• _Directions for this task_: Return the passage of the Metanorma output formats text between "Why not .docx" and "flavor of MHT.", inclusive, copied verbatim.

*** Document text

Outputs

Metanorma toolchain currently outputs documents in these formats:

Metanorma XML

The Metanorma XML output is the intermediate format which marks up the semantic content of the standards document, and is used to drive the other formats. The Metanorma XML file is also the file which is used during the validation stage.

HTML

The HTML output is in HTML 5. It has optional Data-URI encoding of local images; if images in the output are are not Data-URI encoded, they are moved to a folder called {filename}_images, and renamed with GUID names, to prevent collisions. Audio and video files are not supported. All HTML output has a sidebar with a Javascript-generated Table of Contents, which is two section levels deep.

PDF

PDF output, for those standards gems that support it, is generated from the HTML output via Google Puppeteer (which runs in Node.js). The PDF output generation takes advantage of the print mode in the HTML CSS stylesheet, so much of the browser-like styling of the HTML is rendered as a more print-like document. Because it is generated from HTML, the PDF output does not support page numbers in its Table of Contents. Nor does it support advanced paragraph formatting, such as Keep With Next or Widow/Orphan control.

Microsoft Word

The Word output is output as legacy DOC format (used in pre-2007 version of MS Word) rather than DOCX, and it is generated using the Microsoft Office flavor of HTML 4, as a Multipart HTML Word Document (MHT, the MIME-encoded counterpart to the HTML obtained when you save a Word document as HTML).

Limitations of .doc format

Using .doc imposes some constraints:

  • SVG images are not supported. (Word internally converts them into PNG files to render them in Word HTML.)

  • .doc files cannot be processed by Apple Pages or LibreOffice, only by Microsoft Word.

Tip

To open the Word output in LibreOffice in particular, you will need to convert .doc file to .docx file in a specific way:

  1. Open file with MS Word

  2. Save it once by changing filename extension to .doc (you can confirm file overwrite, when asked)

  3. "Save As" and choose .docx format this time

Why not .docx

Using DOC HTML makes it much easier to generate documents with the advanced formatting requirements of Metanorma (including complex tables, formulas, footnotes, headers and footers, nested list numbering and crossreferences) than generating either native DOCX (in OOXML), or the DOCX flavor of MHT.

Tip

For more on why Metanorma uses .doc, see https://github.com/riboseinc/html2doc/wiki/Why-not-docx%3F.

******
*** Data segment

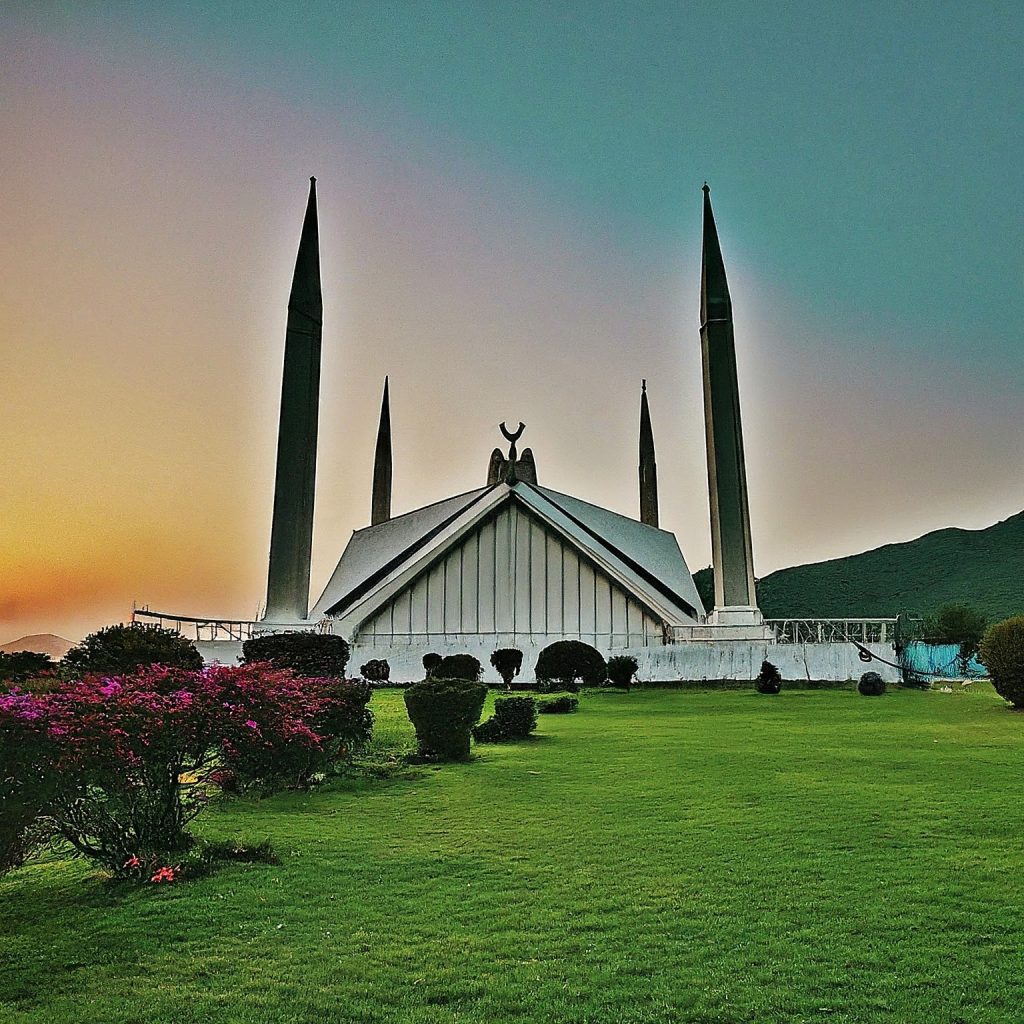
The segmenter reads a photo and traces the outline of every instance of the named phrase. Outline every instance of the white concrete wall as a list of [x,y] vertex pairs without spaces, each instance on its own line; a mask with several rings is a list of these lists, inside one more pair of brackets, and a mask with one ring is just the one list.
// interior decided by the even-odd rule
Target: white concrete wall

******

• _Finished exercise_:
Why not .docx

Using DOC HTML makes it much easier to generate documents with the advanced formatting requirements of Metanorma (including complex tables, formulas, footnotes, headers and footers, nested list numbering and crossreferences) than generating either native DOCX (in OOXML), or the DOCX flavor of MHT.